- Supplied records

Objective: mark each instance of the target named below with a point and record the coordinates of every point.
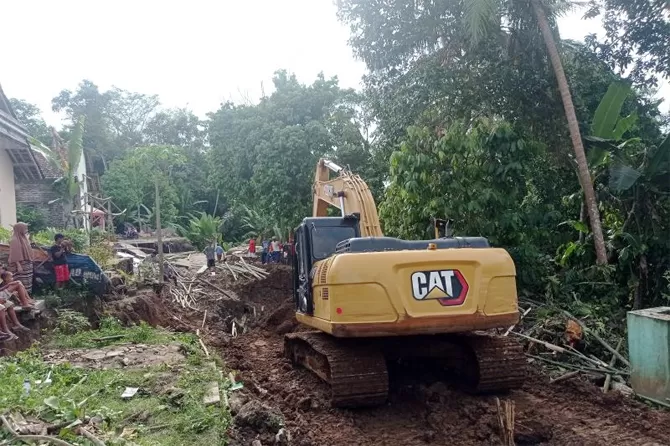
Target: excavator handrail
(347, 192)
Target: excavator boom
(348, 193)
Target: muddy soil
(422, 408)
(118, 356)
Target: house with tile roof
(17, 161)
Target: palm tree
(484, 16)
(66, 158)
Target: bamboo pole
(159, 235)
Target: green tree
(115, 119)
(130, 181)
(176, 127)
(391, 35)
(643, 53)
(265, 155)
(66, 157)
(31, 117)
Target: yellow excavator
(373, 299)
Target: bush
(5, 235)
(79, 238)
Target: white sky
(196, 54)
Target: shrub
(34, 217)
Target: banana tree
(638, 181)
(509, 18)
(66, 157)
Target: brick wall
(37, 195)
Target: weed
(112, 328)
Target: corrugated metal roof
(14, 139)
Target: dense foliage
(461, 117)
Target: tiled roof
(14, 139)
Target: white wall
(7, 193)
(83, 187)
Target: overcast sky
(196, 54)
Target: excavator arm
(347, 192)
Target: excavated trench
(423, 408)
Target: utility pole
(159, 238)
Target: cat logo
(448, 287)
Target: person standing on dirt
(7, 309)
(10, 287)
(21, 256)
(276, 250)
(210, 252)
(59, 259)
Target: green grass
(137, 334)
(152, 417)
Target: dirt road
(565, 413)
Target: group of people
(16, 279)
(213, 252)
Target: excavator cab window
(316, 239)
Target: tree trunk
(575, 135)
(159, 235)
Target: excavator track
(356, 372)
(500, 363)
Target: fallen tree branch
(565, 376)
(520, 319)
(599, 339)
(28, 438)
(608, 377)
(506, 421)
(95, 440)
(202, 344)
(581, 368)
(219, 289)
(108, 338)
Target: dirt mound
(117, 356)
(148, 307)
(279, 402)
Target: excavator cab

* * *

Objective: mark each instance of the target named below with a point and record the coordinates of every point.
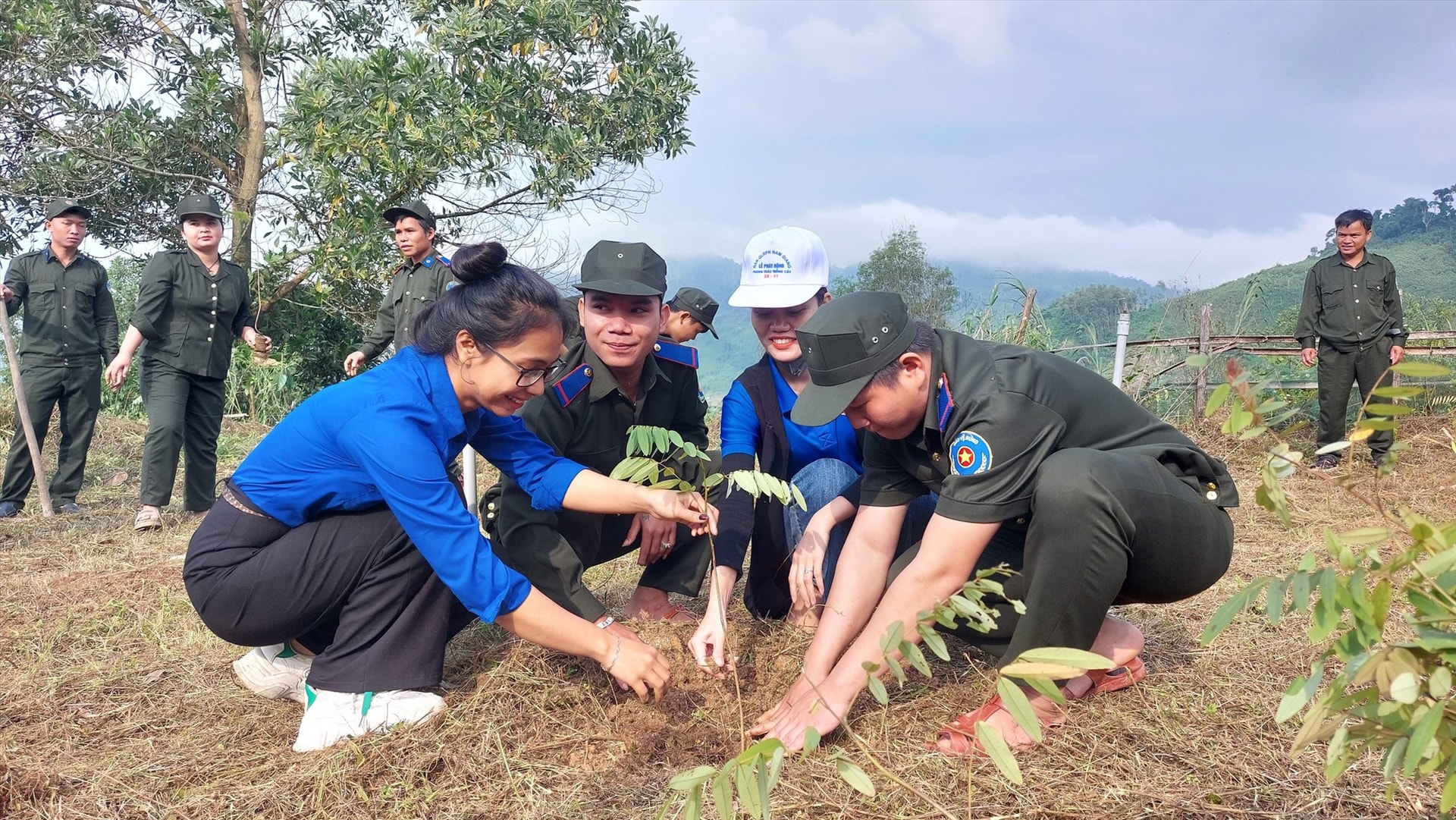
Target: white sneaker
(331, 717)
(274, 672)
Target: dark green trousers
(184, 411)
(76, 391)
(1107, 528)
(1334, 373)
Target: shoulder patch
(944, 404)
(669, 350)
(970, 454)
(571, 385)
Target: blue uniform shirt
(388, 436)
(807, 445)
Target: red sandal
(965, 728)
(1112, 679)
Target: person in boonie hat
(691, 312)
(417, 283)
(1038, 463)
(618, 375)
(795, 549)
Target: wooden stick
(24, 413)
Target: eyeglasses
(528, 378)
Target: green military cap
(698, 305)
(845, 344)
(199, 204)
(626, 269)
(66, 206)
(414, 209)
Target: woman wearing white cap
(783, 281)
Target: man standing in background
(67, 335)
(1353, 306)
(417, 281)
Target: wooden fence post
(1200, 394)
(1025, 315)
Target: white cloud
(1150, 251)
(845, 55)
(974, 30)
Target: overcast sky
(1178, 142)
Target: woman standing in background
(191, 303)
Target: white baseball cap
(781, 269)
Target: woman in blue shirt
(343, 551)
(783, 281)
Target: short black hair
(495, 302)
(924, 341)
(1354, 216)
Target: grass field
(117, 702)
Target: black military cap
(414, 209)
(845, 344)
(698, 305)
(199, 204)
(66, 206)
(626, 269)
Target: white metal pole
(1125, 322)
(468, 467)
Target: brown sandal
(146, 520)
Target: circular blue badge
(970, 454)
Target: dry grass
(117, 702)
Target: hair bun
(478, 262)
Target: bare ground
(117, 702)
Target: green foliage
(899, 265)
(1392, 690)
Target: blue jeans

--

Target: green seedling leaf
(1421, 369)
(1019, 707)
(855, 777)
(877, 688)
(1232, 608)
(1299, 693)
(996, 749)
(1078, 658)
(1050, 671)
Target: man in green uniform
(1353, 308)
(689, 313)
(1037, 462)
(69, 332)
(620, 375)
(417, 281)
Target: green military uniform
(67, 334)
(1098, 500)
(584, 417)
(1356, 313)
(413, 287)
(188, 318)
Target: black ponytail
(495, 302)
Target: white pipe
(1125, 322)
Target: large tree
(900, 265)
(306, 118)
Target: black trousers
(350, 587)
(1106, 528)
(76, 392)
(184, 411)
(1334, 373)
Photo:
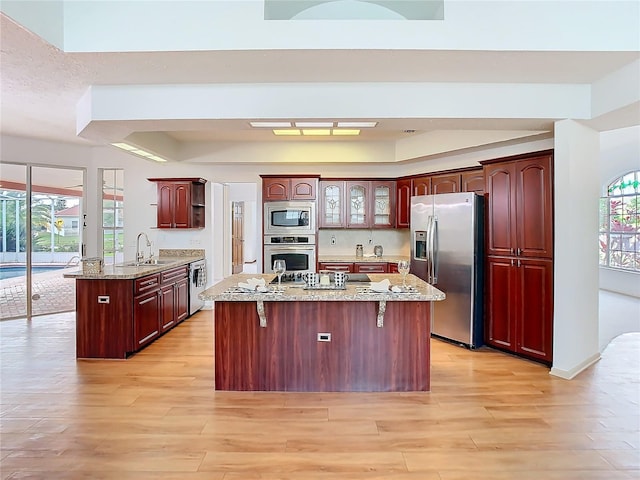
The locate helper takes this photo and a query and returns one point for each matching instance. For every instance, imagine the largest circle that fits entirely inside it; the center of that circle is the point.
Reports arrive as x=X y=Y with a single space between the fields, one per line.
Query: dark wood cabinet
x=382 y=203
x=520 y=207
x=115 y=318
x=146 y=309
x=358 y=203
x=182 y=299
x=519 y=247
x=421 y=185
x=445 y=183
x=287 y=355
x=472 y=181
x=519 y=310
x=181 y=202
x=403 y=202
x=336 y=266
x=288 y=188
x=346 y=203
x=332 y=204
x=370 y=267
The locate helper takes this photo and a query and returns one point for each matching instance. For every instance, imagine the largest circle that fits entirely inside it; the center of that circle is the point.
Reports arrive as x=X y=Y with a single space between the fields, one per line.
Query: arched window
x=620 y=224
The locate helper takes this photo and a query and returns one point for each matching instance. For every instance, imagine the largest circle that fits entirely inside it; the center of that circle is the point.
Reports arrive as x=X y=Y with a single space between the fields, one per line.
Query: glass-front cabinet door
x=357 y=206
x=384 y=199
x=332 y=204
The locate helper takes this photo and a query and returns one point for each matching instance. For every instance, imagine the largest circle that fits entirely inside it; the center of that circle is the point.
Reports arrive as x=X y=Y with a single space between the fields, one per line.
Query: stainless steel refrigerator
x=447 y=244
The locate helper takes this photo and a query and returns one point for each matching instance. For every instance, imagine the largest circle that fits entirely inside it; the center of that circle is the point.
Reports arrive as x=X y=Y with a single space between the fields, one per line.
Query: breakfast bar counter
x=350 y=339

- What you need to do
Starting at the line with "Target: woman in blue shirt" and ending at the line with "Target: blue jeans", print each line of the listing above exactly, with no other lines.

- Solution for this task
Target: woman in blue shirt
(343, 551)
(783, 281)
Target: short black hair
(495, 302)
(924, 341)
(1354, 216)
Target: grass field
(117, 702)
Target: black military cap
(414, 209)
(845, 344)
(698, 305)
(199, 204)
(66, 206)
(626, 269)
Target: white metal pole
(1125, 322)
(468, 467)
Target: brown sandal
(146, 520)
Target: circular blue badge
(970, 454)
Target: dry grass
(117, 702)
Target: hair bun
(478, 262)
Target: bare ground
(117, 702)
Target: green foliage
(899, 265)
(1392, 690)
Target: blue jeans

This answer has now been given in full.